> WHAT IS BEING ASKED:
The required result is every line of the records that includes "query".

(Saved data entries)
:::::
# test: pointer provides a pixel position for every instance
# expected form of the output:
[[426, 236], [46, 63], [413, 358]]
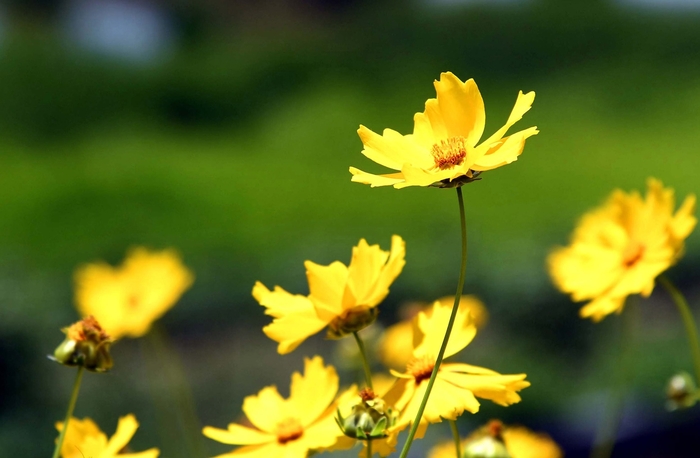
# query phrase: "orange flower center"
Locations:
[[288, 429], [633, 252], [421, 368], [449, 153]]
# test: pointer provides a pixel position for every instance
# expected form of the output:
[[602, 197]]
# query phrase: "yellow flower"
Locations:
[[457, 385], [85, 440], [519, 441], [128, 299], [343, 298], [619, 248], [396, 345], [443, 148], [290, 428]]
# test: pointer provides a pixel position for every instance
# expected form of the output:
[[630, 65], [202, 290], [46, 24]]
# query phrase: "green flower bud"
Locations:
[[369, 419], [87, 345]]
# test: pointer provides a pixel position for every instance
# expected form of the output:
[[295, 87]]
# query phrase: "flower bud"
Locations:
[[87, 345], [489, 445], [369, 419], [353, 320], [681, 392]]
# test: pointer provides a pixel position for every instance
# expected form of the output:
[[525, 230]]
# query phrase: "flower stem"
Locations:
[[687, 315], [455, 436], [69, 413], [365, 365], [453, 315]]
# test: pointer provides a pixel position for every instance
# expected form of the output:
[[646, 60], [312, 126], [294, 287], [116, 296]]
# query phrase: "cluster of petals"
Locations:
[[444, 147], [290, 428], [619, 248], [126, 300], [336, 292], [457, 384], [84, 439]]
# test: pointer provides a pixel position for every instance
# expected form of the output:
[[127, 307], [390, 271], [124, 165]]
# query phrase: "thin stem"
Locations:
:::::
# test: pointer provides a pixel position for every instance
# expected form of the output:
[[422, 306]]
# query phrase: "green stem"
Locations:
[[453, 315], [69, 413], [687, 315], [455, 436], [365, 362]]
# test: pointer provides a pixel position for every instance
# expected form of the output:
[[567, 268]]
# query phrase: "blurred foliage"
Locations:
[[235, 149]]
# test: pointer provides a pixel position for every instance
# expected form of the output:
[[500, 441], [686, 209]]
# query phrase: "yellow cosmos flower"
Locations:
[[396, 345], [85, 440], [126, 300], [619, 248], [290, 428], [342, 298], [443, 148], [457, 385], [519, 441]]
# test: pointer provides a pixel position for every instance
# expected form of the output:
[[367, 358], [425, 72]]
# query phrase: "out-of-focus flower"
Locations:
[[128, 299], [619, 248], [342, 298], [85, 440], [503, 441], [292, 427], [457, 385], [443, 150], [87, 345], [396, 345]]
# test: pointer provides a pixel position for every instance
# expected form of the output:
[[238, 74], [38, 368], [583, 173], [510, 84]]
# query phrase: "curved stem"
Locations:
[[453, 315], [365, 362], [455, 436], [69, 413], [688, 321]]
:::::
> RESPONSE TO THIS EXERCISE:
# query phrase: "orange flower center"
# query phrase: "yellow flower"
# query phrase: "green flower bud"
# query phrase: "flower bud"
# query phrase: "flower stem"
# query phrase: "cluster of petals"
# query phrase: "thin stem"
# query phrase: "green stem"
# query phrase: "blurred foliage"
# query phrase: "yellow cosmos flower"
# query phrase: "out-of-focus flower"
# query phrase: "curved stem"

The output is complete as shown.